##### Records shown #####

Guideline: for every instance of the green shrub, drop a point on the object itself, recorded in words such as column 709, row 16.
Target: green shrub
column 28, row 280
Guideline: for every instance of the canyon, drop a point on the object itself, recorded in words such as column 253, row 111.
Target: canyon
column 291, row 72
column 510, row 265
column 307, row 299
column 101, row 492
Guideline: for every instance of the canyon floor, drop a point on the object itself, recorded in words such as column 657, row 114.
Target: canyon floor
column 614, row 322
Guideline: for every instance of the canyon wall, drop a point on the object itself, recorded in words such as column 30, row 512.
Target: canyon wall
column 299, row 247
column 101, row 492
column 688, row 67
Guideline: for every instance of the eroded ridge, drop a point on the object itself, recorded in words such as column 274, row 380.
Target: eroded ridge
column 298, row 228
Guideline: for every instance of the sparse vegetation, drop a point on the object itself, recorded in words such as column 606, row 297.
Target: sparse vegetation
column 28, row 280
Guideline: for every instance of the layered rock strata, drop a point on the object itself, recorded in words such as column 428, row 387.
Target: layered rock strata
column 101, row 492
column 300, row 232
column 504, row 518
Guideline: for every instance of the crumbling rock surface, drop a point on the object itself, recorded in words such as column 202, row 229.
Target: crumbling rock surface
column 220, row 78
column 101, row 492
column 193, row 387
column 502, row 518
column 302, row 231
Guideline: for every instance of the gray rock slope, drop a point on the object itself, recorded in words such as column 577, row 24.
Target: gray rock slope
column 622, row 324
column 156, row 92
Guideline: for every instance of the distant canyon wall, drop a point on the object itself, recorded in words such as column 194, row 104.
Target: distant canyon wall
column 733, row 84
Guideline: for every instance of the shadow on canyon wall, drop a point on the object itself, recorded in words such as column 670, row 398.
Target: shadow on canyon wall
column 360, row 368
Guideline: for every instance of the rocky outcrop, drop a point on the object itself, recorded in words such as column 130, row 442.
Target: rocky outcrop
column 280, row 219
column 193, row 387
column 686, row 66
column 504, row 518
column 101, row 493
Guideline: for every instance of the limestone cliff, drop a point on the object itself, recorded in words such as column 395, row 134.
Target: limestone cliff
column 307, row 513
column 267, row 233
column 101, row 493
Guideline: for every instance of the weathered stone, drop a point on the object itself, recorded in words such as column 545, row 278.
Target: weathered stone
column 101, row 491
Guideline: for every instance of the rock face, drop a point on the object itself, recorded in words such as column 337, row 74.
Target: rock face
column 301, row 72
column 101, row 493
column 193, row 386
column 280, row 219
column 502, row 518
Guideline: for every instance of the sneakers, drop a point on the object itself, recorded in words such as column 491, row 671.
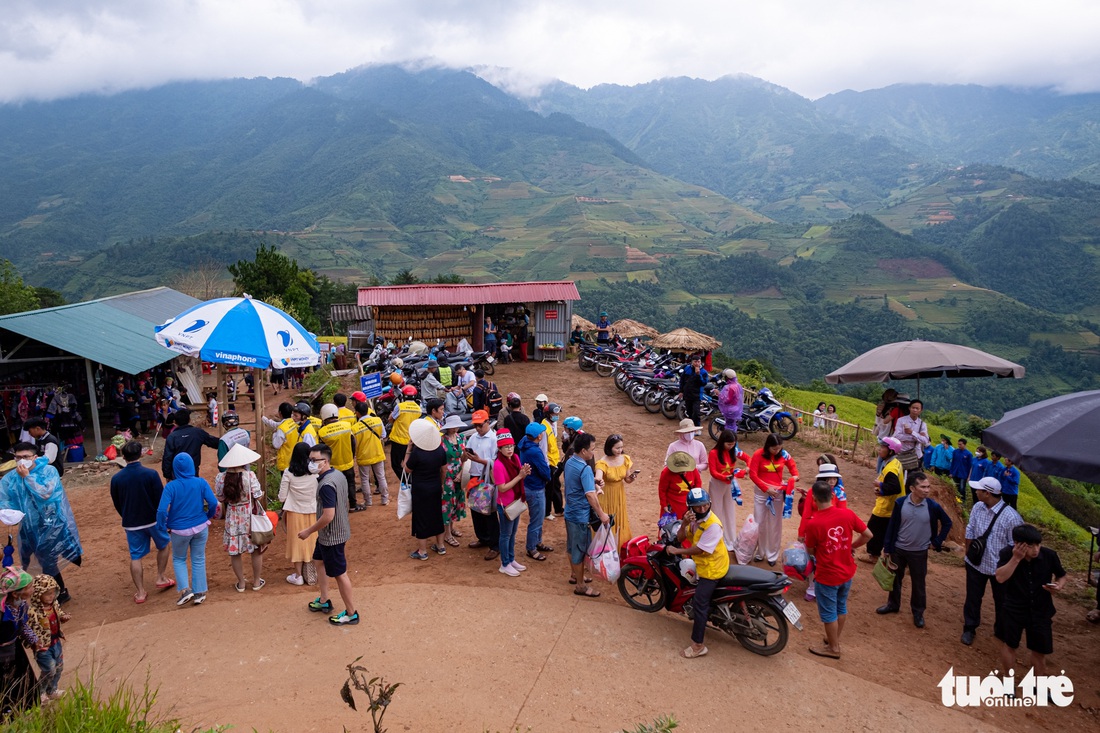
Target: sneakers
column 318, row 606
column 343, row 619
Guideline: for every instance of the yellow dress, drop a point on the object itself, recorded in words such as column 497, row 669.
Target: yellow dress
column 613, row 500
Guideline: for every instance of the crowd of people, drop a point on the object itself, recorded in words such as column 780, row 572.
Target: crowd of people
column 520, row 470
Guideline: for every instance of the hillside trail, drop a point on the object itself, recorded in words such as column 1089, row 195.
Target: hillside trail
column 475, row 649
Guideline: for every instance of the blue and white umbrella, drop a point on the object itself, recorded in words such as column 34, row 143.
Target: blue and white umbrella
column 240, row 331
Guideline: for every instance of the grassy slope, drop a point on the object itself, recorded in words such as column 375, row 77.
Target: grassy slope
column 1033, row 505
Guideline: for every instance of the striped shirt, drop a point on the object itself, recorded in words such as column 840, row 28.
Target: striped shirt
column 999, row 538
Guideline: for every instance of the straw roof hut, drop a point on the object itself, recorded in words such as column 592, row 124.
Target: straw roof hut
column 684, row 339
column 583, row 324
column 631, row 329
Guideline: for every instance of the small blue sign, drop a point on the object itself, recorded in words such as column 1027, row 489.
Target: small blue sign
column 371, row 384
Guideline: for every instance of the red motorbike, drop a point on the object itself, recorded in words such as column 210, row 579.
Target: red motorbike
column 748, row 603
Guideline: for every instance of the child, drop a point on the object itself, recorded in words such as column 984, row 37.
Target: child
column 45, row 615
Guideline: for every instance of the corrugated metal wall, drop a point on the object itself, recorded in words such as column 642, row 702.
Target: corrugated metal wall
column 554, row 329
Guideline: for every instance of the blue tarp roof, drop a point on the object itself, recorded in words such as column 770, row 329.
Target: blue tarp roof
column 116, row 331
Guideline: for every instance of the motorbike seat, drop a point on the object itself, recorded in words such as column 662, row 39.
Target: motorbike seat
column 747, row 576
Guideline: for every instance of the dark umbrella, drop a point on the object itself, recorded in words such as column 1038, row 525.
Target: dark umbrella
column 909, row 360
column 1055, row 437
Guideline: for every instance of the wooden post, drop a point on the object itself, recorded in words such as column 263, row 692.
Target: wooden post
column 257, row 376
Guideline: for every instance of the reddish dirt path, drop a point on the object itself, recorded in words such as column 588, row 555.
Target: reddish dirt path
column 479, row 651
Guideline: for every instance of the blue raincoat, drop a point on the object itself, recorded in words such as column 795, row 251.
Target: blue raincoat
column 48, row 528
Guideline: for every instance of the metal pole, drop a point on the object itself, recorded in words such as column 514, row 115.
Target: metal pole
column 95, row 407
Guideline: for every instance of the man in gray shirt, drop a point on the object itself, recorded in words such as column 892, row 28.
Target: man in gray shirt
column 917, row 522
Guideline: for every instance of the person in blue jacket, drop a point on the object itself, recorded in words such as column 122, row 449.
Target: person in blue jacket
column 960, row 467
column 942, row 456
column 1010, row 483
column 186, row 507
column 978, row 470
column 535, row 488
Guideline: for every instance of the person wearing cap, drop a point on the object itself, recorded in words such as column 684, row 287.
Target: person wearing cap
column 516, row 422
column 367, row 434
column 508, row 474
column 889, row 484
column 481, row 452
column 530, row 453
column 404, row 414
column 829, row 535
column 686, row 442
column 678, row 478
column 766, row 470
column 989, row 514
column 430, row 386
column 234, row 436
column 692, row 380
column 454, row 494
column 552, row 451
column 917, row 522
column 18, row 682
column 337, row 435
column 238, row 490
column 135, row 492
column 284, row 436
column 540, row 405
column 711, row 557
column 185, row 439
column 732, row 401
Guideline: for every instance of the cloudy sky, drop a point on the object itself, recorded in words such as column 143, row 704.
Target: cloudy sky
column 53, row 48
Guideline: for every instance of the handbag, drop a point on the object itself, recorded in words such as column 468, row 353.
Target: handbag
column 883, row 573
column 262, row 529
column 977, row 549
column 515, row 509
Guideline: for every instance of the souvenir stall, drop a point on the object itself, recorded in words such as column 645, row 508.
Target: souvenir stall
column 540, row 310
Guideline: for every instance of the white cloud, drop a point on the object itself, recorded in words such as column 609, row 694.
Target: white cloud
column 56, row 47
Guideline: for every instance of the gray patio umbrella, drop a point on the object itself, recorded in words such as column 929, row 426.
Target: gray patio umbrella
column 1056, row 436
column 908, row 360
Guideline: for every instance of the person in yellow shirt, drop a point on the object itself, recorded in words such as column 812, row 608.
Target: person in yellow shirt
column 370, row 457
column 711, row 557
column 336, row 434
column 888, row 488
column 404, row 413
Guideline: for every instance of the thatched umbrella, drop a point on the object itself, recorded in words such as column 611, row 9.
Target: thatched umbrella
column 633, row 329
column 583, row 324
column 684, row 339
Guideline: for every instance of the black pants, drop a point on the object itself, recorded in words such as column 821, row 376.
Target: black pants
column 702, row 605
column 878, row 526
column 397, row 457
column 917, row 565
column 975, row 592
column 487, row 528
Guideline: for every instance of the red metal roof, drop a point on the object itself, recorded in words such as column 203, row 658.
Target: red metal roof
column 468, row 294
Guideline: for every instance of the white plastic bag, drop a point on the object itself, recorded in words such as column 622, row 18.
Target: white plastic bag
column 746, row 540
column 405, row 498
column 603, row 554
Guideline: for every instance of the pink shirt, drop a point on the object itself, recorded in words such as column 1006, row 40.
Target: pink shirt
column 693, row 448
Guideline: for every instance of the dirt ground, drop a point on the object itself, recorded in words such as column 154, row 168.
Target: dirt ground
column 477, row 651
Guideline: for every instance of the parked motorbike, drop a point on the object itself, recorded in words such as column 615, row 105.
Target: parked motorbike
column 765, row 415
column 748, row 603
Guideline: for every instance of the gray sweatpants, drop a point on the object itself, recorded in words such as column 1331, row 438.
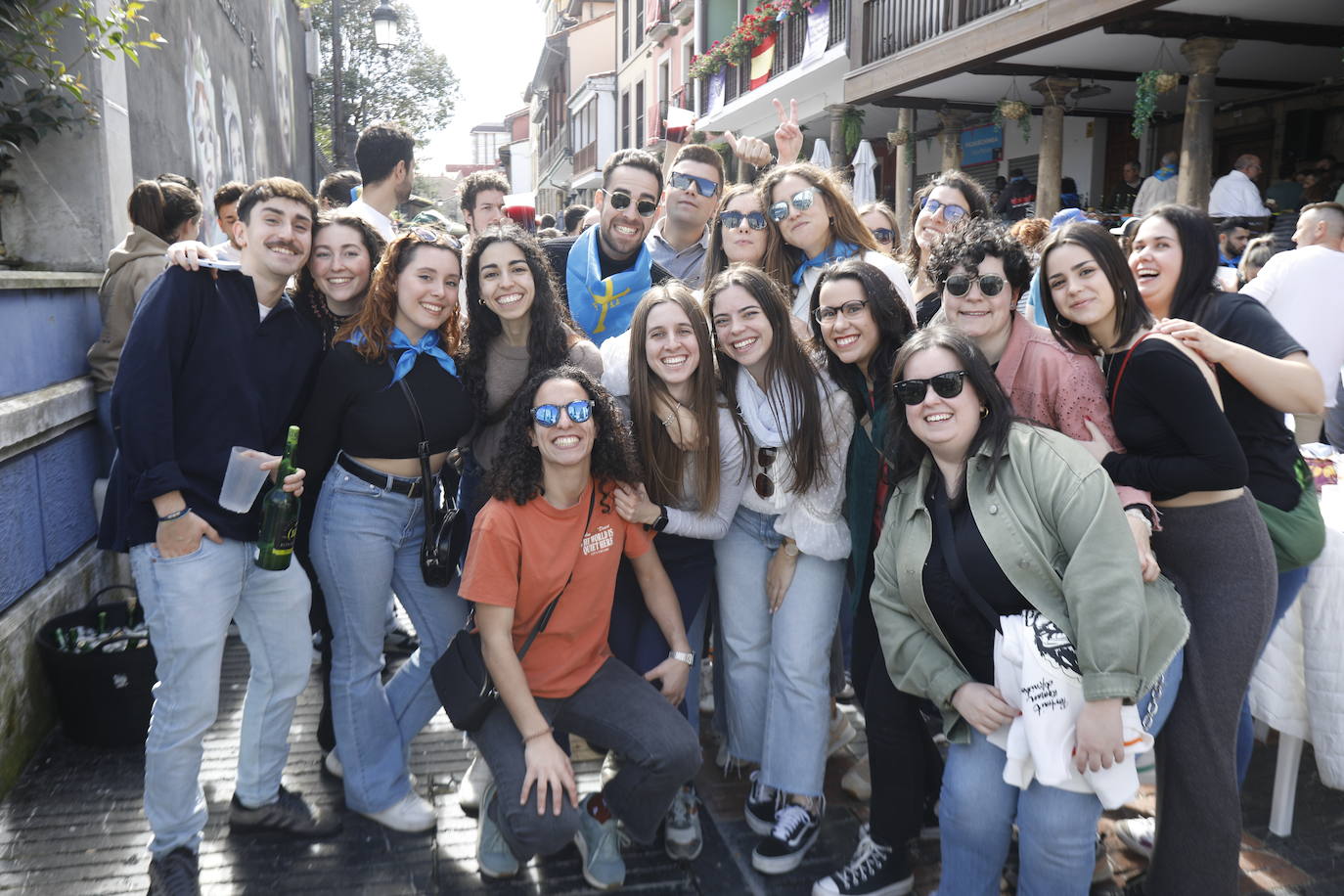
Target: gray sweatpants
column 1222, row 560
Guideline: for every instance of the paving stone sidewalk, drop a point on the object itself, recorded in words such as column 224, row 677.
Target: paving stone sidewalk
column 72, row 827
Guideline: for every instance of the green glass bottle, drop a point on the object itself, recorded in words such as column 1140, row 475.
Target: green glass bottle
column 280, row 515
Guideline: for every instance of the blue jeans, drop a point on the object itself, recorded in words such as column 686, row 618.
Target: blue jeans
column 189, row 602
column 367, row 540
column 1289, row 583
column 777, row 666
column 1056, row 829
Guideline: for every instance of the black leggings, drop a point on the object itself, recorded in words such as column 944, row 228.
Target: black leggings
column 904, row 760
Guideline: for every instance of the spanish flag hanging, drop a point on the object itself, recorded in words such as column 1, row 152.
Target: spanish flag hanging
column 762, row 58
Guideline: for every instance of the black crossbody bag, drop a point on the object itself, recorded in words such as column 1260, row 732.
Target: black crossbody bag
column 444, row 540
column 461, row 680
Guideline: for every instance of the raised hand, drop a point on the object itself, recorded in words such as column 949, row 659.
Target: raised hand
column 787, row 136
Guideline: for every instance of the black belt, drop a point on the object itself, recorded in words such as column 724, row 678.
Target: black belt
column 386, row 481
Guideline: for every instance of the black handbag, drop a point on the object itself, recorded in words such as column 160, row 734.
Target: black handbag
column 461, row 680
column 444, row 539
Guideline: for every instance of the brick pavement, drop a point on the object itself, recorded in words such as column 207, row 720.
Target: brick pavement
column 72, row 827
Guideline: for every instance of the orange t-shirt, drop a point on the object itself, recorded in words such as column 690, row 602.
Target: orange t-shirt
column 520, row 557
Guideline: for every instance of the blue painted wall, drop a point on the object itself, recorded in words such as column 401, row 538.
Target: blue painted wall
column 45, row 335
column 46, row 508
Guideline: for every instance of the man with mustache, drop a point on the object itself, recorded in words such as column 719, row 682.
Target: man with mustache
column 605, row 272
column 208, row 364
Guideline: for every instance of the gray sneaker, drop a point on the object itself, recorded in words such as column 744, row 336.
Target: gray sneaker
column 682, row 837
column 492, row 853
column 599, row 840
column 290, row 816
column 175, row 874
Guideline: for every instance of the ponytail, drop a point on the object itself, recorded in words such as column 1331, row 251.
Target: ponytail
column 161, row 207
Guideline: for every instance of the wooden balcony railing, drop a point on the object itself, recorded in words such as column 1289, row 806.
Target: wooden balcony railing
column 893, row 25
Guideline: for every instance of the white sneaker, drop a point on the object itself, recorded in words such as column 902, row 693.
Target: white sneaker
column 841, row 733
column 858, row 781
column 471, row 787
column 1139, row 834
column 412, row 814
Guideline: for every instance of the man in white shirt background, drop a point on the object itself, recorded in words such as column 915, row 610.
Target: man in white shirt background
column 1304, row 291
column 1235, row 193
column 226, row 212
column 386, row 157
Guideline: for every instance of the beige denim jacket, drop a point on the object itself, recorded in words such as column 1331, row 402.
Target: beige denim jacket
column 1058, row 531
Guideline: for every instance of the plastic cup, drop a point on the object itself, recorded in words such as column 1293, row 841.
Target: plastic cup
column 243, row 479
column 678, row 124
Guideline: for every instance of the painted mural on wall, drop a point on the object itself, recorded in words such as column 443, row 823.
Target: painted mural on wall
column 243, row 92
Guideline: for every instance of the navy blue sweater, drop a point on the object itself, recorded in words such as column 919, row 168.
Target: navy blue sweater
column 200, row 374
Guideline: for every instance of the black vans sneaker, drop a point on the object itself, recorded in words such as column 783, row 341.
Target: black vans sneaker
column 761, row 805
column 790, row 838
column 874, row 871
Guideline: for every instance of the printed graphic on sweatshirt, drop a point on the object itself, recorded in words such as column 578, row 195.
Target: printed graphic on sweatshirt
column 599, row 542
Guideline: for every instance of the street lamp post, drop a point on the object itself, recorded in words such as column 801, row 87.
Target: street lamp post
column 384, row 27
column 384, row 38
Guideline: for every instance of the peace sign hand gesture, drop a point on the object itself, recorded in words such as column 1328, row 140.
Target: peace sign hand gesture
column 787, row 136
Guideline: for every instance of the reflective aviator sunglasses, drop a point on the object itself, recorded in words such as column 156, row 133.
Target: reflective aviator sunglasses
column 549, row 416
column 801, row 201
column 621, row 201
column 951, row 212
column 733, row 219
column 944, row 384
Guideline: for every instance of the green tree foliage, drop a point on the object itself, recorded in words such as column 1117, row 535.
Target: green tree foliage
column 413, row 83
column 40, row 89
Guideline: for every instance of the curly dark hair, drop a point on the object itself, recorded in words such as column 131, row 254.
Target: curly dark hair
column 966, row 246
column 517, row 473
column 552, row 331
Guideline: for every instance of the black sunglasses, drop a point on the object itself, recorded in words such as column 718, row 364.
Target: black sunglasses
column 945, row 384
column 703, row 186
column 433, row 237
column 801, row 201
column 989, row 284
column 733, row 219
column 549, row 416
column 621, row 201
column 764, row 484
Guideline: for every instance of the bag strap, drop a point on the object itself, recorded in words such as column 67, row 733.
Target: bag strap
column 1122, row 366
column 426, row 479
column 948, row 546
column 546, row 617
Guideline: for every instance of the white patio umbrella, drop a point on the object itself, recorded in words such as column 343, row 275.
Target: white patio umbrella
column 865, row 190
column 820, row 155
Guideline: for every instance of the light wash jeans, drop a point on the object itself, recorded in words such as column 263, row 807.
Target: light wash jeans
column 189, row 602
column 366, row 542
column 1056, row 829
column 777, row 666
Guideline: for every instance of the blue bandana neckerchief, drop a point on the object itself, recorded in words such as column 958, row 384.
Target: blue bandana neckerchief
column 604, row 308
column 836, row 250
column 427, row 344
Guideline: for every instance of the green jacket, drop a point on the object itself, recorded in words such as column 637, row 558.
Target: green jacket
column 1056, row 529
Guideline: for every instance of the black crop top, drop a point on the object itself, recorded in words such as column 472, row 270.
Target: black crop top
column 1176, row 437
column 356, row 409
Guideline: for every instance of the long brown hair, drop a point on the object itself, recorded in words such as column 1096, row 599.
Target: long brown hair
column 377, row 319
column 787, row 359
column 844, row 219
column 715, row 261
column 663, row 460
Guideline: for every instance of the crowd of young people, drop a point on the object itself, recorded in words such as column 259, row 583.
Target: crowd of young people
column 765, row 414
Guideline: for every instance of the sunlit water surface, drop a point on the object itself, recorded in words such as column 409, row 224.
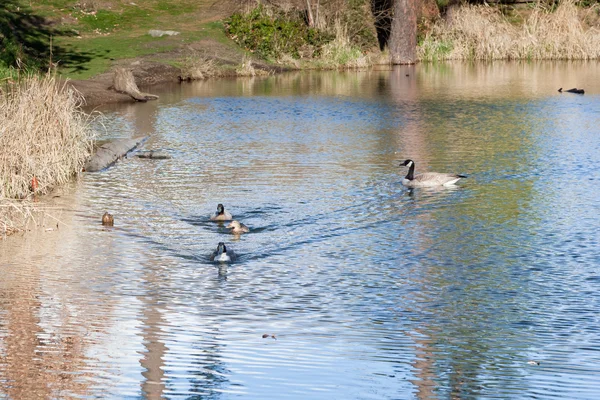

#####

Your copy must hold exactly the lines from the one with "Target: long brown hair" to the end of the records above, both included, and no pictures.

Target: long brown hair
column 377, row 319
column 787, row 359
column 844, row 219
column 715, row 261
column 663, row 460
Guideline: for every instance of the crowd of young people, drop a point on the object itself, recorded in words such as column 259, row 583.
Target: crowd of young people
column 765, row 414
Guideline: for every instance of the sunlit water surface, drop a point on the object itself, recorded in words such as column 409, row 224.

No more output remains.